- _Passage to read_:

Following recent usage, I’ll use ‘coordination’ as a term for the relation that Fregeans have called ‘sameness of sense’. For the Fregean, sameness of sense is a relation that can hold between representations of the same object. It has a special rational status: when coreferential representations share a sense, their coreference is rationally-relevant, in that it is a determinant of relations of entailment and inconsistency. For example, the Fregean holds that the difference between the subject who (rationally) believes that Dylan is a musician and that Zimmerman is not a musician, and the subject who (irrationally) believes that Dylan is a musician and that Dylan is not a musician, is that in the latter case the two representations of the relevant man are presented via the same sense, and thus their coreference is transparent to the subject.

To systematically characterize the way that the distribution of senses determines rational relations between representations, Fregeans (at least implicitly, and often explicitly) turn to standard first-order logic. They take the formal significance of recurrence of constants in a first-order language to model the rational significance of recurrence of senses in thought or language.

One benefit of using ‘coordination’ over ‘sameness of sense’ is that it allows us to explicitly raise the question of whether the relevant relation is transitive (whatever senses are, sameness of sense is a transitive relation). It is a substantive question whether, when the coreference of a and b is rationally-relevant, and the coreference of b and c is rationally-relevant, the coreference of a and c must also be rationally-relevant. Several recent discussions of coordination have discussed the possibility that coordination might be intransitive (see [1], [2], [3], [4], [5], [6]). But very little attention has been paid to the question of how we should understand the rational relations generated by intransitive coordination. This is a pressing question. If there is no coherent way to answer it, that would be decisive evidence against any theory that posits intransitive coordination. And there is reason to worry. As Fine (2007, pg. 119) writes:

"[...] the failure of transitivity [of coordination] has some radical implications for the conception of logical validity [. . . ] the very idea of validity in virtue of logical form, as this is normally conceived, may also break down."

- _Extracted records_:
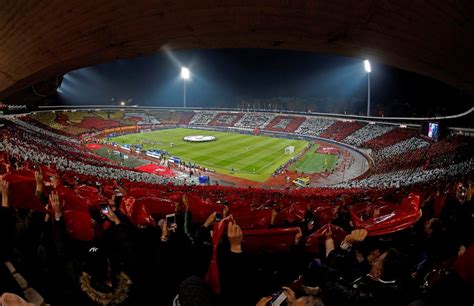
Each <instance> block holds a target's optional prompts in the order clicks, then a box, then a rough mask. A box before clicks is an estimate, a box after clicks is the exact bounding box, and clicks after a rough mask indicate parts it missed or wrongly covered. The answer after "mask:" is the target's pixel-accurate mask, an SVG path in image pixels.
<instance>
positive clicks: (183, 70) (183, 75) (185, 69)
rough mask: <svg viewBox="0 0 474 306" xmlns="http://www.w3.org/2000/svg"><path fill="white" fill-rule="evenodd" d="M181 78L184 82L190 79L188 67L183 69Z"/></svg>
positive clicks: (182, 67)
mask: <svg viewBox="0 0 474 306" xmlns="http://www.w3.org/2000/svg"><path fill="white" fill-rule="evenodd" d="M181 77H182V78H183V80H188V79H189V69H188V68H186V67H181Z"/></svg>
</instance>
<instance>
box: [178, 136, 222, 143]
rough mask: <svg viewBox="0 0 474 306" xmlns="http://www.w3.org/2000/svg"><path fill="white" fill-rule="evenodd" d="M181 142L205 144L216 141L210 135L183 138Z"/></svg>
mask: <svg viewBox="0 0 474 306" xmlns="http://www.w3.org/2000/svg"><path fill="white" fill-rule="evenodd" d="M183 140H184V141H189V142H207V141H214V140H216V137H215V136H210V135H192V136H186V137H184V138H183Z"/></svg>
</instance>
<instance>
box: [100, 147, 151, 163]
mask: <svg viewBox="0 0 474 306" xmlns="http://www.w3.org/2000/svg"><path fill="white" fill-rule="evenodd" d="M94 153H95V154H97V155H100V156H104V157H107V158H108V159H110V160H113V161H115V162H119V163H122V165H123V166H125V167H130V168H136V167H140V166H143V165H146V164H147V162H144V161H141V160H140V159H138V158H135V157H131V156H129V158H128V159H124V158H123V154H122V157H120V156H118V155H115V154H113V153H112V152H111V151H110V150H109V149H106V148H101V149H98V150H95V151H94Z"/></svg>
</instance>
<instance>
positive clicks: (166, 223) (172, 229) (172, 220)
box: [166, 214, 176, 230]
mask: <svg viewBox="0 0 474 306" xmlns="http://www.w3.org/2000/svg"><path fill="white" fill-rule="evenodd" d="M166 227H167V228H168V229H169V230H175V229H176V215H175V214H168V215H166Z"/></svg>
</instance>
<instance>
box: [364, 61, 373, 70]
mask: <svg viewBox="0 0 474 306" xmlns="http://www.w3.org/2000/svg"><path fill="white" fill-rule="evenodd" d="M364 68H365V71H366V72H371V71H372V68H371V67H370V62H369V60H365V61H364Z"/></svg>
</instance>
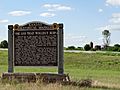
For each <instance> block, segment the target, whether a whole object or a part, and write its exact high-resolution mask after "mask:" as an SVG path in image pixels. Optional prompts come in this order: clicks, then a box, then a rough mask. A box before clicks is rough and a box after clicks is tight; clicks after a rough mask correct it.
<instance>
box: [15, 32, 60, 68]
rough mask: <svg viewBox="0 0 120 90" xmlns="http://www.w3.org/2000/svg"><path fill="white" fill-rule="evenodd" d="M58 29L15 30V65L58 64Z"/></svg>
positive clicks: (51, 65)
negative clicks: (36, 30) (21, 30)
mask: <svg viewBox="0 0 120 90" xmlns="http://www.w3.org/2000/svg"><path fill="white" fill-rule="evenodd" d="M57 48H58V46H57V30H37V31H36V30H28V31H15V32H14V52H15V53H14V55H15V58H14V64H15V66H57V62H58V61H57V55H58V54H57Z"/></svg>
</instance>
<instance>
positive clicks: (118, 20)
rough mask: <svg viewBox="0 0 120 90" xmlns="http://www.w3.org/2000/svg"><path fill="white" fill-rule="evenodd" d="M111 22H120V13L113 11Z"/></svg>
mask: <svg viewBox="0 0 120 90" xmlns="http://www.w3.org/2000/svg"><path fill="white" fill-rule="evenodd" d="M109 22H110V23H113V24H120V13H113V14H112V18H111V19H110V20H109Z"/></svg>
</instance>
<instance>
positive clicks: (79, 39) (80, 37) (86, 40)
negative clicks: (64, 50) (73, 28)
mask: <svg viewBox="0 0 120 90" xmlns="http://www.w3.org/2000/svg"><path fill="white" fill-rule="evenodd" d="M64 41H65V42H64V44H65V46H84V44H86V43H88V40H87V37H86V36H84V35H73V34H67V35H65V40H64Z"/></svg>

* * *

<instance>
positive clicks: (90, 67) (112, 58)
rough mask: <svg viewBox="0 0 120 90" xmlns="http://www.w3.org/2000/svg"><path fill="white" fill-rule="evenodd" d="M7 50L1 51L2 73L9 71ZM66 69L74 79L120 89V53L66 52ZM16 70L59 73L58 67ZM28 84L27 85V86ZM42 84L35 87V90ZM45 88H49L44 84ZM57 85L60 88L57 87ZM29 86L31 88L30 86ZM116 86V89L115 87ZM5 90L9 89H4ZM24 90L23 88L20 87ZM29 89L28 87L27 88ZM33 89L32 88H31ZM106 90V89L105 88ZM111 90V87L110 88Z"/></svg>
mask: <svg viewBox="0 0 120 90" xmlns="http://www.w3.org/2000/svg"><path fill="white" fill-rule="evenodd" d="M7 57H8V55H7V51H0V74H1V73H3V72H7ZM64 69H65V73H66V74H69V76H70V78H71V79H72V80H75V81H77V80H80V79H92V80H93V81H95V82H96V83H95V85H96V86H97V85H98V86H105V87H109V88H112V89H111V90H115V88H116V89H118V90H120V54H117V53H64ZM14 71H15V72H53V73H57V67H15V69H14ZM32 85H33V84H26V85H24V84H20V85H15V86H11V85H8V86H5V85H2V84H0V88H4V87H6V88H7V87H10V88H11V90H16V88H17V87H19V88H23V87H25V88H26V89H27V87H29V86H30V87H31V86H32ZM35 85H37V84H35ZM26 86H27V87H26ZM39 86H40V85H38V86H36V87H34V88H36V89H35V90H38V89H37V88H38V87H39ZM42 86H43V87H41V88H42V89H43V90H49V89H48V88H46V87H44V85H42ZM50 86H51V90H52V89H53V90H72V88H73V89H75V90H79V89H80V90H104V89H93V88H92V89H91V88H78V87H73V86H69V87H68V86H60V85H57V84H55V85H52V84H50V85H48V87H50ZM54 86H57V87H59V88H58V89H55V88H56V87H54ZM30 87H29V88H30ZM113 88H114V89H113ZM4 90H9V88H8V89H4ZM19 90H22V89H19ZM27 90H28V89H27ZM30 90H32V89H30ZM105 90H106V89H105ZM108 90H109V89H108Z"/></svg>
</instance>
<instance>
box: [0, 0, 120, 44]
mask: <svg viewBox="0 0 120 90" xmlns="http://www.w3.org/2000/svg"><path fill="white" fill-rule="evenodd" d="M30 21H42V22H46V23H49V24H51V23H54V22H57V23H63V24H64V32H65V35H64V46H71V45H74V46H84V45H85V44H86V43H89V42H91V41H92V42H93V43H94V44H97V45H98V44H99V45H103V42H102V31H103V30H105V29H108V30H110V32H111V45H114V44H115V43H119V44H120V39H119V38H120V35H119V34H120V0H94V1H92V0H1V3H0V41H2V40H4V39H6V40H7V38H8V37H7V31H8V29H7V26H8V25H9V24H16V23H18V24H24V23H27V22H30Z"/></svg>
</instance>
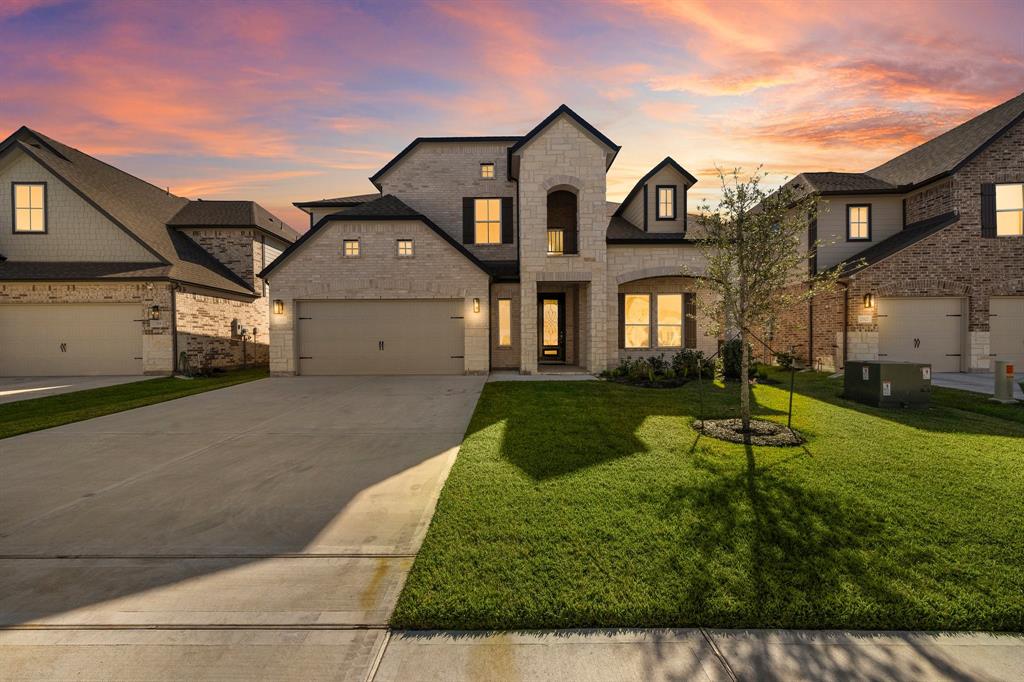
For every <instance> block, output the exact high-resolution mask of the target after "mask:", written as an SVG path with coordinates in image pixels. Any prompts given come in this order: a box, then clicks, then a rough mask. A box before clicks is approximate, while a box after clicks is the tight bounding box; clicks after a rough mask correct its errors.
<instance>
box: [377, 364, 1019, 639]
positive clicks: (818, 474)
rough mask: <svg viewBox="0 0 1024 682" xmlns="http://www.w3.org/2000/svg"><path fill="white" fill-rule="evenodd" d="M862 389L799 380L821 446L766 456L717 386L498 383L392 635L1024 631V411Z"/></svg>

- _What you will do_:
a) Rewrite the passage on coordination starting at "To systematically characterize" and ending at "thought or language.", with "constants" changed to "names".
b) In the passage on coordination, what do Fregeans turn to in order to systematically characterize how the distribution of senses determines rational relations between representations?
c) Write what comes next in the passage on coordination, picking up after its final sentence.

- _Answers to each task_:
a)
To systematically characterize the way that the distribution of senses determines rational relations between representations, Fregeans (at least implicitly, and often explicitly) turn to standard first-order logic. They take the formal significance of recurrence of names in a first-order language to model the rational significance of recurrence of senses in thought or language.

b) They turn to standard first-order logic.

c)
Without a response to this worry, we should not be confident that intransitive coordination is so much as intelligible.

In this paper, developing ideas by Fine, Pinillos, and Recanati, I show how the proponent of intransitive coordination should model the rational relations induced by intransitive coordination. That is to say, I develop a non-standard logical system that models the rational relations posited by the proponent of intransitive coordination.

I do this in three steps. First, I characterize the Fregean account of coordination in a more-than-usually-abstract way. In brief, we can think of the distribution of senses, for the Fregean, as implementing a more abstract idea: when two representations are coordinated there is a semantic requirement that they corefer (cf Fine 2007).

Second, I show that with only a small tweak, this can be altered to generate an intransitive picture of coordination: when two representations are coordinated there is a semantic requirement that they do not have disjoint reference (cf. Pinillos 2011, Recanati 2016).

Finally, I develop a logical system that models this kind of coordination. It turns out that any logic for intransitive coordination that satisfies certain very weak constraints has a surprising feature: if the logic is conservative with respect to standard first-order logic—in the sense that it gives the same verdict on arguments that involve only a transitive coordination-structure—it will have to employ an intransitive consequence relation. I describe a logical system, incorporating elements of free logic and three-valued logic, that satisfies this constraint. The logic deploys a consequence relation sometimes called “Strawson Entailment”. A set of premises Strawson-entails a conclusion if and only if the truth of the premises guarantees the non-falsity of the conclusion. As is required to model intransitive coordination, Strawson entailment is an intransitive consequence relation. So the system allows that individual valid arguments do not always combine to make new valid arguments.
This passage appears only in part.